[Referring expression pointing data]
>>>

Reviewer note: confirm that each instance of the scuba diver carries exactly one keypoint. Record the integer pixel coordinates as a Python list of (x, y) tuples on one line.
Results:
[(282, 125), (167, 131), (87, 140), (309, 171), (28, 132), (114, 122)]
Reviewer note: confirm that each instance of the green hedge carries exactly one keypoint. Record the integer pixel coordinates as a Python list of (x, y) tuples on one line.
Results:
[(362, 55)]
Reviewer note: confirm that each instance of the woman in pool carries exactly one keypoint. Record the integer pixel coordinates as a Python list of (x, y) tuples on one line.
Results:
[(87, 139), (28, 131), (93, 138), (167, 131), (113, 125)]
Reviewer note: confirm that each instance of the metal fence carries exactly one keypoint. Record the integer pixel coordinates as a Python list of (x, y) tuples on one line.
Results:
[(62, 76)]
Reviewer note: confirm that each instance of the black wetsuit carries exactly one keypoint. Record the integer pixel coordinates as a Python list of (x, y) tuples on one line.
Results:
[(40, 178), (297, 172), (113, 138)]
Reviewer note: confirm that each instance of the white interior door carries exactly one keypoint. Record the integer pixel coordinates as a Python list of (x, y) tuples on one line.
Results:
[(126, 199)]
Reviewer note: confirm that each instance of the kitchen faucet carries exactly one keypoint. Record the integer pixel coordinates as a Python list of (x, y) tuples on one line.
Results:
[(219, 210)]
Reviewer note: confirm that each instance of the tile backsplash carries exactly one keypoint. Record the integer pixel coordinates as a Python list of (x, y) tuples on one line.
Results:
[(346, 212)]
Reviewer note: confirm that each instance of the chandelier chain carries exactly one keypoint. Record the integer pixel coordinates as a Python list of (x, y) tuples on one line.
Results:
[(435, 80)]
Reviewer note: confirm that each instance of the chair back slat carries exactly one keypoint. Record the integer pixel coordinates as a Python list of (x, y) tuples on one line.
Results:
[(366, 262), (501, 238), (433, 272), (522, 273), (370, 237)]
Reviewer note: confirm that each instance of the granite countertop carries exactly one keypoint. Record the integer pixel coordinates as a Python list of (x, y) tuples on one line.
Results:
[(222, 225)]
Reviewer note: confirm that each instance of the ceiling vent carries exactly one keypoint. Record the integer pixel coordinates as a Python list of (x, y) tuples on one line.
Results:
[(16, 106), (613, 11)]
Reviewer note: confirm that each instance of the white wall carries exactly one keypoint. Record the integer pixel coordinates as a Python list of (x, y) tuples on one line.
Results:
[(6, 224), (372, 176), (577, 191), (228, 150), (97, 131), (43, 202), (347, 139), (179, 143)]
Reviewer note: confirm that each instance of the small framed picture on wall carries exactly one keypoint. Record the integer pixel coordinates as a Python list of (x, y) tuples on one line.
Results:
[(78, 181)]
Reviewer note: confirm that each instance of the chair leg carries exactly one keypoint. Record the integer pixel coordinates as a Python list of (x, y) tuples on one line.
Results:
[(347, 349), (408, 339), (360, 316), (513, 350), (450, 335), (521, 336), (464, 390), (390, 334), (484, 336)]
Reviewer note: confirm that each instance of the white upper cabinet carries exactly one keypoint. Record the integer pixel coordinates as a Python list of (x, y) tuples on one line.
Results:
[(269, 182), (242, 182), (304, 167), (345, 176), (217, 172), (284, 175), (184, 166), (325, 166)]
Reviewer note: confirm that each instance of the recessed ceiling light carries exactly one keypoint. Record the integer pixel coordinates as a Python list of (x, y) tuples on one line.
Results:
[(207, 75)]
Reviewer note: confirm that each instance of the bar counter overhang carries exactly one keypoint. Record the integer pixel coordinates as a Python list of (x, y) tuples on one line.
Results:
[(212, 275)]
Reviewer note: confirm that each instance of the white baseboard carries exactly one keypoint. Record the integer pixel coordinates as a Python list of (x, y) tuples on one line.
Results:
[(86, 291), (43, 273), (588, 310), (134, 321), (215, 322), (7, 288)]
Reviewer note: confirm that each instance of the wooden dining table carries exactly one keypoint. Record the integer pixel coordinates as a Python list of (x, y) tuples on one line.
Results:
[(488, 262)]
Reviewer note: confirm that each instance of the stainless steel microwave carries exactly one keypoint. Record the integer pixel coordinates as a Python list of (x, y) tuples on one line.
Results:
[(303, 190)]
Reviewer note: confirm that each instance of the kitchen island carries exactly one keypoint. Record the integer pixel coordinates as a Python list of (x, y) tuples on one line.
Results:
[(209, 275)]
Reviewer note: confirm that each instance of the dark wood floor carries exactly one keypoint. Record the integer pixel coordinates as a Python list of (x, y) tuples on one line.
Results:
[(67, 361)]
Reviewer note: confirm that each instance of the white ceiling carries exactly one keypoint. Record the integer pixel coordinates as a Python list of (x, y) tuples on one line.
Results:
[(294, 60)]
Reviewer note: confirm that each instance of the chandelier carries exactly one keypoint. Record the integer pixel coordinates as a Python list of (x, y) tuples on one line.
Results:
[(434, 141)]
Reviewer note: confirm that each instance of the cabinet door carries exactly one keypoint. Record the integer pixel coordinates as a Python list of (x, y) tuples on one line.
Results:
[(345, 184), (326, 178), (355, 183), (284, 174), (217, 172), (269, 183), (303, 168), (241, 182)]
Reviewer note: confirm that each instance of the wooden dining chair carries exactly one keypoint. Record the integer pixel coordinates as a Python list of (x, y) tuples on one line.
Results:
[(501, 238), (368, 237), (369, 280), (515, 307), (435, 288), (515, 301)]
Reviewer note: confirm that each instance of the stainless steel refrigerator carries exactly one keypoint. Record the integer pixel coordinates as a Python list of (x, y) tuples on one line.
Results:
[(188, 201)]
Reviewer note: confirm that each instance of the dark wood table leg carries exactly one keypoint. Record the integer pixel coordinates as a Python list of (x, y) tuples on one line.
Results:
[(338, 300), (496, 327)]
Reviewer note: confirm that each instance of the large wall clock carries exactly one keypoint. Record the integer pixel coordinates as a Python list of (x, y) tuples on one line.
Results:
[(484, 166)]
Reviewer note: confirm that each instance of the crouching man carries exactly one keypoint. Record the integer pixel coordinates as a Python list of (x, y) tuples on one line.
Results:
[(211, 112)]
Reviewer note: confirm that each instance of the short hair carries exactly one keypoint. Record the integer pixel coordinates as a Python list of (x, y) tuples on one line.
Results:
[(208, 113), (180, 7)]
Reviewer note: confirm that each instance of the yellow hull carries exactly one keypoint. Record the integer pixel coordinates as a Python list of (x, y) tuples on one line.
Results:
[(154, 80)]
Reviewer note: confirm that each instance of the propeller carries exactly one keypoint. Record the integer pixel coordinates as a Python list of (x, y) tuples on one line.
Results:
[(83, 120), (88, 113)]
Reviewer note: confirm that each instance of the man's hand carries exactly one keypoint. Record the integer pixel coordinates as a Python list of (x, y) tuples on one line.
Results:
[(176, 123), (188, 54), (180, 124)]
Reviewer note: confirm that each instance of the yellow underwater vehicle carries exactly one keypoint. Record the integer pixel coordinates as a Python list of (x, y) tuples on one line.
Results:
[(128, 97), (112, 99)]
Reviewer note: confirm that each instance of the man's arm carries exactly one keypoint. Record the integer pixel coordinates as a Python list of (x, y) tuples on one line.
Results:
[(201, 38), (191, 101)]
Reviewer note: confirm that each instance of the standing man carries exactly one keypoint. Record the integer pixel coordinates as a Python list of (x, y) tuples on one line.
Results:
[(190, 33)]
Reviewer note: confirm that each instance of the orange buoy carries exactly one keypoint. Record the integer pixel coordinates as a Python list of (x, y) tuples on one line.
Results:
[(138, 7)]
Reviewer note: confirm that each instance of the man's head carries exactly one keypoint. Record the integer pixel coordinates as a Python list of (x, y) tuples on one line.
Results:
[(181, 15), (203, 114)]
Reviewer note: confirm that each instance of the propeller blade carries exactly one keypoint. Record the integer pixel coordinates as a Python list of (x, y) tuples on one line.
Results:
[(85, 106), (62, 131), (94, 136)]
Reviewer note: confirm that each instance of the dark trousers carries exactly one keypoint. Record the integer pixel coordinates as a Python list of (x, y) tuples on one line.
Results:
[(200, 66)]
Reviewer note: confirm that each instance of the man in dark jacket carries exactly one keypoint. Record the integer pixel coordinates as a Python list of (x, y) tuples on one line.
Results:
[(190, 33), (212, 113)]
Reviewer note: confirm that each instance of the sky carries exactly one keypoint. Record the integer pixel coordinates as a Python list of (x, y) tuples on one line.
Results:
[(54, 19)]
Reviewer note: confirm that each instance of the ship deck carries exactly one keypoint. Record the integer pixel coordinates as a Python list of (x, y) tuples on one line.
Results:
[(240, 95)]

<<<

What to produce: Search the entries above for the string "dining". Copy each line in which it appears.

Response for this exercise:
Reviewer note: confirm that each instance of the wooden dining table carries exactly one keypoint. Record the integer pixel coordinates as a Python list of (x, y) tuples on one line.
Reviewer note: confirm that each instance of the wooden dining chair carries exactly one keypoint. Record the integer pixel coordinates as a Python list of (x, y) tuples on one line.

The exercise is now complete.